And I, God, said:  Let the earth bring forth the living creature after his kind, cattle, and creeping things, and beasts of the earth after their kind…and I, God, saw that all these things were good.  (Moses 2:24-25).

And I, God, created man in mine own image, in the image of mine Only Begotten created I him;…And I, God, saw everything that I had made, and, behold, all things which I had made were very good.  (Moses 2:27, 31).

I imagine God feeling great satisfaction, when after creating the earth and all things thereon, He then created man, His supreme creation.  The very last thing that He made was the capstone:  He made a woman, “and brought her unto the man.

And Adam said, This is now bone of my bones, and flesh of my flesh:  she shall be call Woman.  (Genesis 2:22-23).

And “…all things which (God) had made were very good.”

God created all men.  He knows what is inside them.  The boys holding the ordinary stick in my picture thought they were ordinary sticks, too, but God knows what is inside them, just as I knew what was inside the stick.  Those boys are His sons.  They were created in His image.  It is intended that they should grow up to be like Him.  When He looks at them, he doesn’t see ordinary boys.  He sees potential kings.

I took six girls along on the wood-getting excursion to gather coconuts.  Many of the coconuts had already sprouted.  Within each coconut was a potential tree that could grow up and produce more coconuts just like it.

My wife has a favorite tree that we point out to each other as we pass.  It is a coconut tree.  She calls it “the repentance tree.”  The first 20 feet of the trunk leans at a 45-degree angle, but then the trunk makes a 45-degree turn, and goes straight up for the next 20 feet.  We imagine the tree going the wrong direction in its youth, but then repenting, and growing toward the light.

Many of God’s children do the same thing.  In fact, all of God’s children do that.  Every living soul has sinned, must repent, and turn toward the light in order to achieve the potential that God has placed within him or her.  Every son and daughter of God has the potential to grow up to become a king or a queen, a god or a goddess, just like their parent.

Our Father is often referred to as the God of Abraham, Isaac, and Jacob.  These were faithful men in mortality, and the scripture says, “…they have entered into their exaltation, according to the promises, and sit upon thrones, and are not angels but are gods.”  (D&C 132:37).

**Dataset excerpts**

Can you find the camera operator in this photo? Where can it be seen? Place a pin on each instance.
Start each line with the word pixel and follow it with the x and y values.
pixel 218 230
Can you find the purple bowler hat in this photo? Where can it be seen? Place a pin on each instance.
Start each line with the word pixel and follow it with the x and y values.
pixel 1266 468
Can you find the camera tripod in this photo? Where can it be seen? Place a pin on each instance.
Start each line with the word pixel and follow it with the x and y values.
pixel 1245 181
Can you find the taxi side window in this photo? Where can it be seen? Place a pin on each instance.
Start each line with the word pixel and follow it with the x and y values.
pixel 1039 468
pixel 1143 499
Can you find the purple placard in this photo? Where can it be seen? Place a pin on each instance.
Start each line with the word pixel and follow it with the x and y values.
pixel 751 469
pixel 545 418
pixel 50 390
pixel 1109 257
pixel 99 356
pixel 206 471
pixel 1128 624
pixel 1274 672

--

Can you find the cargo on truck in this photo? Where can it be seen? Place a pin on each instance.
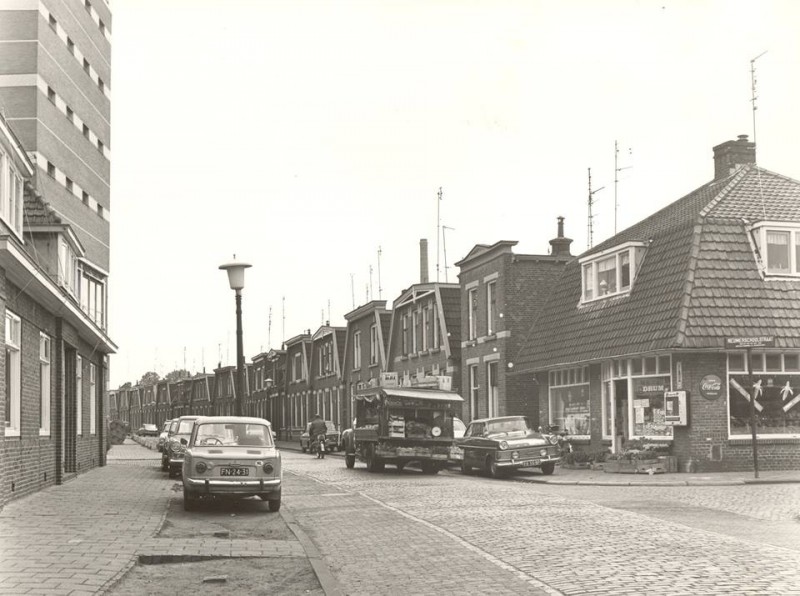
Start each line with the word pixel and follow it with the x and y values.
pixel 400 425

**Exercise instructions**
1 - Reproduce the part of the creation passage that opens with the words containing "Many of God’s" and closes with "like their parent.".
2 - In the creation passage, what does the writer's wife call her favorite coconut tree?
3 - Resume the creation passage after its final sentence.

**Results in order**
1 -
Many of God’s children do the same thing.  In fact, all of God’s children do that.  Every living soul has sinned, must repent, and turn toward the light in order to achieve the potential that God has placed within him or her.  Every son and daughter of God has the potential to grow up to become a king or a queen, a god or a goddess, just like their parent.

2 - She calls it "the repentance tree."

3 -
Abraham, Isaac, and Jacob were shepherds.  They were common, ordinary men that God saw as prophets.  David was a shepherd, too—a common, ordinary boy.  But God saw him as a king.  He sent his prophet, Samuel, to the house of Jesse to find and anoint the new king from among Jesse’s eight sons.  When Samuel saw Jesse’s son, Eliab, he said to himself, “Surely the Lord’s anointed is before (me).

“But the Lord said unto Samuel, Look not on his countenance, or on the height of his stature; because I have refused him:  for the Lord seeth not as man seeth; for man looketh on the outward appearance, but the Lord looketh on the heart.”  (1 Samuel 16:6-7).

“…Jesse made seven of his sons to pass before Samuel.  And Samuel said unto Jesse, The Lord hath not chosen these.

“And Samuel said unto Jesse, Are here all thy children?  And he said, There remaineth yet the youngest, and, behold, he keepeth the sheep.  And Samuel said unto Jesse, Send and fetch him…And he sent, and brought him in…And the Lord said, Arise, anoint him:  for this is he.” (1 Samuel 16:10-12).

David saw himself as a common, ordinary shepherd boy.  Abraham, Isaac, and Jacob also saw themselves as common, ordinary shepherds.  I used to own sheep.  I was a shepherd, too.  If Abraham, Isaac, and Jacob can make it, I can, too.

What does the Lord see in me that I can’t see?  What does the Lord see inside the common, ordinary boys who were holding my stick?  I saw something beautiful inside the stick that no one else could see.  God looks upon our hearts, and sees things about ourselves that we’ve never imagined.

We are His greatest creations.  Every coconut has the potential to grow up and become a unique, but perfect, tree.  Every man, woman, boy, and girl has the potential to grow up, repent, and become like his and her parent.  Each of us is unique, and each of us is special.  We must not forget this.